# Records for this task:
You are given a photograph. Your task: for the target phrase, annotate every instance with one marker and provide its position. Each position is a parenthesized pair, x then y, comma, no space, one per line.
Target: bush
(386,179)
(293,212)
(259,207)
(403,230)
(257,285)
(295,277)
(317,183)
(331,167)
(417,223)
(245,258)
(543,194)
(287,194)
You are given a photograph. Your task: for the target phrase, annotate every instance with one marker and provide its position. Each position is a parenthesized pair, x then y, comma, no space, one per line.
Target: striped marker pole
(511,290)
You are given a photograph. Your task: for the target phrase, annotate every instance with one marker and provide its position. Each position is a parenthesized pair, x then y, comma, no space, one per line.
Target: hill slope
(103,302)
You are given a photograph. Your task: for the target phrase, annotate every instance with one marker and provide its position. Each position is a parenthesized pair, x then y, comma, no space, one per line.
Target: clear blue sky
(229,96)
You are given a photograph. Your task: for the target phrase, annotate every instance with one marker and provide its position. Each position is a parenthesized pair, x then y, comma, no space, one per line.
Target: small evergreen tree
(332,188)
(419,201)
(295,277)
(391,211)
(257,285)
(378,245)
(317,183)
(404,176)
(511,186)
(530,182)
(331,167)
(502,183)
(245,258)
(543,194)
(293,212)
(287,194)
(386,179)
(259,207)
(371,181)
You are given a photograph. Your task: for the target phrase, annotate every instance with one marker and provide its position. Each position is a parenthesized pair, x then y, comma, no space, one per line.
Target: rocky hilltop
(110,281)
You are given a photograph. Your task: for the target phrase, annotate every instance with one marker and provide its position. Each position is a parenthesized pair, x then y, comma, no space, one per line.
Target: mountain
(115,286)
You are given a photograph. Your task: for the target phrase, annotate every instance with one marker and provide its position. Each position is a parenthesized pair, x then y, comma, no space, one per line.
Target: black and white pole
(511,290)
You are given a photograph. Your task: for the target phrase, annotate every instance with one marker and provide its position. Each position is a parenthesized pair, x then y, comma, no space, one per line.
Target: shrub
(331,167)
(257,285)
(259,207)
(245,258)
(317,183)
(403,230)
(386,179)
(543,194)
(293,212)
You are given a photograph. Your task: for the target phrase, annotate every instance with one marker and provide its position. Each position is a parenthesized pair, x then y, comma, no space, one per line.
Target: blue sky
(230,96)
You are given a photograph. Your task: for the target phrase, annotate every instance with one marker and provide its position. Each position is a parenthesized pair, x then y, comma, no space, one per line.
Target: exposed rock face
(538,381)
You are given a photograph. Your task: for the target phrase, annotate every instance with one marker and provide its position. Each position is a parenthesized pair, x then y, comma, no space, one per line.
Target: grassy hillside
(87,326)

# Given problem:
Tally the lines in the data above that contain the word "blue" and reply with the number alone.

# Answer to the task:
2